EXERCISE DETAILS: Give the records back in full, exactly as they read.

>> START

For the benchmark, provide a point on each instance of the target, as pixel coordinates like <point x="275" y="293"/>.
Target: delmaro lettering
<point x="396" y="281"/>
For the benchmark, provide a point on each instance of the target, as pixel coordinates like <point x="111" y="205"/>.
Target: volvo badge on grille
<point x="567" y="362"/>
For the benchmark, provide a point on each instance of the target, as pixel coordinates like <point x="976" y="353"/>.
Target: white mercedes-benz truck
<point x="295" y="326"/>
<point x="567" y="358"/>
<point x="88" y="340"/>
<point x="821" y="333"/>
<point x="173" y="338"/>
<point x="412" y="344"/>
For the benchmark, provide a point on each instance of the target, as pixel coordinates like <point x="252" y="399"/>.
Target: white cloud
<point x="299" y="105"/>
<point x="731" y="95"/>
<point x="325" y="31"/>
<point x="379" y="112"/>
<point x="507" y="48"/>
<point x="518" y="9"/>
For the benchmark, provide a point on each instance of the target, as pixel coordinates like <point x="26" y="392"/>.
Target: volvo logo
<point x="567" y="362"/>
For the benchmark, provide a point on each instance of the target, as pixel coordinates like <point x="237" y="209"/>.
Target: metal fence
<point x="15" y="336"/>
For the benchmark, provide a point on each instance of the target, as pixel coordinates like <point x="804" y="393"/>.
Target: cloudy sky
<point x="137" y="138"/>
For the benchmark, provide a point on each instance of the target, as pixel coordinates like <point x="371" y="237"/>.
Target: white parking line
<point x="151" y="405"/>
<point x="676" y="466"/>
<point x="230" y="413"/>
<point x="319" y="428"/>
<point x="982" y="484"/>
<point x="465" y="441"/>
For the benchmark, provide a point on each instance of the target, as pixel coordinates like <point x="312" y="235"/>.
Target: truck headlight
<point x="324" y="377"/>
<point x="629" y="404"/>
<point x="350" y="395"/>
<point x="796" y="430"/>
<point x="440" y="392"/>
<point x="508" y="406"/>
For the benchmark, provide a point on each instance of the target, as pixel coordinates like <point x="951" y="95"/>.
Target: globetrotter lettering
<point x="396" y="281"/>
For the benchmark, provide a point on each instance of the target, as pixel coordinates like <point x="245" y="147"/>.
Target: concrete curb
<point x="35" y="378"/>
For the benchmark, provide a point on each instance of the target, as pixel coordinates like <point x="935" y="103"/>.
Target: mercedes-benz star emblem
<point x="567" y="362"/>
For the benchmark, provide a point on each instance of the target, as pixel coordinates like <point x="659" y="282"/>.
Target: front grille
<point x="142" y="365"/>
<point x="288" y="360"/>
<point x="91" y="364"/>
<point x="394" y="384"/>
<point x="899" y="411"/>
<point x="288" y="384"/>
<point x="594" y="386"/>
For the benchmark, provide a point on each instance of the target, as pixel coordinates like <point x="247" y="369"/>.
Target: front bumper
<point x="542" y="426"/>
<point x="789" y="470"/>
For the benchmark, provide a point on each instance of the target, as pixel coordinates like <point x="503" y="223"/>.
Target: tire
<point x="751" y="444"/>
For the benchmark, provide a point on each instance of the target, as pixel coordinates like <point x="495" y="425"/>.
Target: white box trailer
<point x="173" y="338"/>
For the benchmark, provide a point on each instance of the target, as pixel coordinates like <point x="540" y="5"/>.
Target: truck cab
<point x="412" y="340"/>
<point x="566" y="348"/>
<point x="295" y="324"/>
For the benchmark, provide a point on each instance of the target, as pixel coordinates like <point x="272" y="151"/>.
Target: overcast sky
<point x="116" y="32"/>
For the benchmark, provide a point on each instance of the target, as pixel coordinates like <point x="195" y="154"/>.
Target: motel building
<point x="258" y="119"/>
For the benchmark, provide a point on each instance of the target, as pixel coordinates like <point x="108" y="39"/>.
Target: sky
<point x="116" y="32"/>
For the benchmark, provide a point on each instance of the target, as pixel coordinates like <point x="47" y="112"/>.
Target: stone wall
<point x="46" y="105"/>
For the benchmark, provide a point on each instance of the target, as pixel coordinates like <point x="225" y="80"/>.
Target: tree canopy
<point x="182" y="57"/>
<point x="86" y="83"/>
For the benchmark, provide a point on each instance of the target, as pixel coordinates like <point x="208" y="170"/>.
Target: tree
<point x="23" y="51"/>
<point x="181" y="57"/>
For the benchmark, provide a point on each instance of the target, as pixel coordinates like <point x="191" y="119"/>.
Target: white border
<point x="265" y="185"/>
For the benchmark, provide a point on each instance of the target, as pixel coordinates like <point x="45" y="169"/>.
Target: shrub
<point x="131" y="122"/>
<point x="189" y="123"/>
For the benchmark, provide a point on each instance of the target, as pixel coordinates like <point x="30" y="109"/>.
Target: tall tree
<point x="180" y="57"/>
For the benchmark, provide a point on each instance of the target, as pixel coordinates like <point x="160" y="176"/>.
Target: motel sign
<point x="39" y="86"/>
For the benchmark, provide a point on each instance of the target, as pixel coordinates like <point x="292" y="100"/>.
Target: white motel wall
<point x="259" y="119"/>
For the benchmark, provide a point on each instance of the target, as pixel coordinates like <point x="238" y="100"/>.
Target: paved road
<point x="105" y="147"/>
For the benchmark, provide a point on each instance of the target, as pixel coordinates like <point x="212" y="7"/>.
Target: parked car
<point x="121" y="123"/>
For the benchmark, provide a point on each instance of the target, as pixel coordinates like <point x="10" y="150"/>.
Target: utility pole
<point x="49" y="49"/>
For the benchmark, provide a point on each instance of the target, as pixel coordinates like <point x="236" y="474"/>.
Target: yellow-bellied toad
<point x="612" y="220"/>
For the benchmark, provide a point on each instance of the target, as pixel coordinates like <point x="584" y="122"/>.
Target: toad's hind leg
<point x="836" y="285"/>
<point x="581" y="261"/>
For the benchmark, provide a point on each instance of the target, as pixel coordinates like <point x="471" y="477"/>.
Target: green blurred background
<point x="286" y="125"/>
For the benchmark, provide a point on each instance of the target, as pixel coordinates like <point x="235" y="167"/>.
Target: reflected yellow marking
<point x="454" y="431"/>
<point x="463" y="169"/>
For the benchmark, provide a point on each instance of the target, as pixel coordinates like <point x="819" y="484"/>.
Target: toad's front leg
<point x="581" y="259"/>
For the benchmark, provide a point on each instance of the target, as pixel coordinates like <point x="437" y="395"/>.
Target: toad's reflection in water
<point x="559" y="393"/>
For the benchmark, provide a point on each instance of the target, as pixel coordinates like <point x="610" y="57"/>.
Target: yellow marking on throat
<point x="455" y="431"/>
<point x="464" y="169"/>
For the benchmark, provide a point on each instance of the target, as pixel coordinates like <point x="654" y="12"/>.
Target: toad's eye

>> END

TASK OUTPUT:
For the benchmark, provide a point on each instance of the target, as pixel coordinates like <point x="275" y="293"/>.
Target: delmaro lettering
<point x="396" y="281"/>
For the benchmark, provide a point on each instance of the target, as pixel coordinates like <point x="111" y="205"/>.
Target: volvo badge on grille
<point x="567" y="362"/>
For the benchmark, provide a point on each instance of the target, as pixel coordinates like <point x="976" y="353"/>.
Target: white mercedes-benz truck
<point x="295" y="326"/>
<point x="567" y="358"/>
<point x="88" y="340"/>
<point x="821" y="333"/>
<point x="173" y="338"/>
<point x="412" y="344"/>
For the benchmark, provide a point on each instance of the target, as pixel coordinates like <point x="252" y="399"/>.
Target: white cloud
<point x="299" y="105"/>
<point x="731" y="95"/>
<point x="325" y="31"/>
<point x="379" y="112"/>
<point x="507" y="48"/>
<point x="518" y="9"/>
For the benchmark, provide a point on each instance of the target, as pixel coordinates like <point x="26" y="392"/>.
Target: volvo logo
<point x="567" y="362"/>
For the benchmark, provide a point on each instance of the target, as pixel coordinates like <point x="237" y="209"/>.
Target: metal fence
<point x="15" y="336"/>
For the benchmark, provide a point on each instance of the target, as pixel coordinates like <point x="804" y="393"/>.
Target: cloudy sky
<point x="137" y="138"/>
For the benchmark, provide a point on each instance of the target, as pixel coordinates like <point x="371" y="237"/>.
Target: white parking line
<point x="151" y="405"/>
<point x="676" y="466"/>
<point x="230" y="413"/>
<point x="319" y="428"/>
<point x="982" y="484"/>
<point x="465" y="441"/>
For the benchmark, provide a point on each instance of the target, as pixel coordinates like <point x="312" y="235"/>.
Target: truck headlight
<point x="324" y="377"/>
<point x="629" y="404"/>
<point x="350" y="395"/>
<point x="796" y="430"/>
<point x="440" y="392"/>
<point x="508" y="406"/>
For the benchmark, provide a point on each instance of the target, as pixel coordinates like <point x="951" y="95"/>.
Target: globetrotter lettering
<point x="396" y="281"/>
For the benchmark, provide a point on each instance of the target, as pixel coordinates like <point x="245" y="147"/>.
Target: concrete curb
<point x="35" y="378"/>
For the benchmark, provide a point on each instance of the target, as pixel coordinates like <point x="935" y="103"/>.
Target: mercedes-benz star emblem
<point x="567" y="362"/>
For the benchmark, provide a point on each instance of the target, as pixel coordinates like <point x="659" y="282"/>.
Target: front grille
<point x="142" y="365"/>
<point x="288" y="360"/>
<point x="91" y="364"/>
<point x="394" y="384"/>
<point x="899" y="411"/>
<point x="288" y="384"/>
<point x="594" y="386"/>
For the benchmark, provide a point on each instance of the target, as pixel coordinates like <point x="247" y="369"/>.
Target: front bumper
<point x="542" y="426"/>
<point x="789" y="470"/>
For the benchmark, provide a point on each instance of the target, as pixel coordinates like <point x="503" y="223"/>.
Target: tire
<point x="751" y="444"/>
For the benchmark, provide a point on each instance of the target, as pixel coordinates like <point x="495" y="425"/>.
Target: white box trailer
<point x="173" y="338"/>
For the benchmark, provide a point on each instance of the target, as pixel coordinates like <point x="540" y="5"/>.
Target: truck cab
<point x="412" y="340"/>
<point x="566" y="348"/>
<point x="295" y="324"/>
For the benchmark, provide a point on each instance of the target, as pixel coordinates like <point x="272" y="151"/>.
Target: overcast sky
<point x="116" y="32"/>
For the benchmark, provide a point on each instance of the target, as pixel coordinates like <point x="195" y="154"/>.
Target: motel building
<point x="258" y="119"/>
For the benchmark, provide a point on each instance of the target, as pixel coordinates like <point x="108" y="39"/>.
Target: sky
<point x="116" y="32"/>
For the benchmark, provide a point on each instance of the target, as pixel coordinates like <point x="47" y="112"/>.
Target: stone wall
<point x="46" y="105"/>
For the benchmark, provide a point on each instance of the target, as pixel coordinates like <point x="225" y="80"/>.
Target: tree canopy
<point x="182" y="57"/>
<point x="86" y="83"/>
For the benchmark, provide a point on each instance of the target, as pixel coordinates like <point x="208" y="170"/>.
Target: tree
<point x="23" y="51"/>
<point x="181" y="57"/>
For the benchmark, provide a point on each instance of the target, as pixel coordinates like <point x="191" y="119"/>.
Target: white border
<point x="265" y="185"/>
For the benchmark, provide a point on each instance of the target, as pixel coordinates like <point x="45" y="169"/>.
Target: shrub
<point x="131" y="122"/>
<point x="189" y="123"/>
For the benchmark, provide a point on each instance of the target, as pixel coordinates like <point x="30" y="109"/>.
Target: tall tree
<point x="180" y="57"/>
For the benchmark, provide a point on each instance of the target, as pixel coordinates like <point x="160" y="176"/>.
Target: motel sign
<point x="39" y="86"/>
For the benchmark, provide a point on each instance of the target, as pixel coordinates like <point x="292" y="100"/>.
Target: white motel wall
<point x="259" y="119"/>
For the benchmark, provide a point on each instance of the target, as pixel coordinates like <point x="238" y="100"/>.
Target: paved road
<point x="105" y="147"/>
For the benchmark, provide a point on each instance of the target, as pixel coordinates like <point x="212" y="7"/>.
Target: parked car
<point x="121" y="123"/>
For the benchmark, provide a point on each instance of the target, as pixel coordinates like <point x="10" y="150"/>.
Target: utility pole
<point x="49" y="49"/>
For the benchmark, provide a point on each instance of the target, as pixel coordinates like <point x="236" y="474"/>.
Target: yellow-bellied toad
<point x="612" y="220"/>
For the benchmark, provide a point on each instance of the target, as pixel coordinates like <point x="584" y="122"/>.
Target: toad's hind leg
<point x="836" y="285"/>
<point x="581" y="261"/>
For the benchmark, provide a point on each instance of the target, as pixel coordinates like <point x="471" y="477"/>.
Target: green blurred background
<point x="286" y="125"/>
For the benchmark, provide a point on each instance of the target, as pixel coordinates like <point x="235" y="167"/>.
Target: reflected yellow marking
<point x="454" y="431"/>
<point x="463" y="169"/>
For the benchmark, provide a point on each instance of the target, as pixel coordinates like <point x="819" y="484"/>.
Target: toad's front leg
<point x="581" y="259"/>
For the benchmark, provide a point on each instance of the target, as pixel coordinates like <point x="437" y="395"/>.
Target: toad's reflection in water
<point x="559" y="393"/>
For the benchmark, provide a point on each instance of the target, as pixel coordinates like <point x="610" y="57"/>.
Target: yellow marking on throat
<point x="455" y="431"/>
<point x="464" y="169"/>
For the benchmark, provide a point on each instance of the target, as pixel coordinates like <point x="654" y="12"/>.
Target: toad's eye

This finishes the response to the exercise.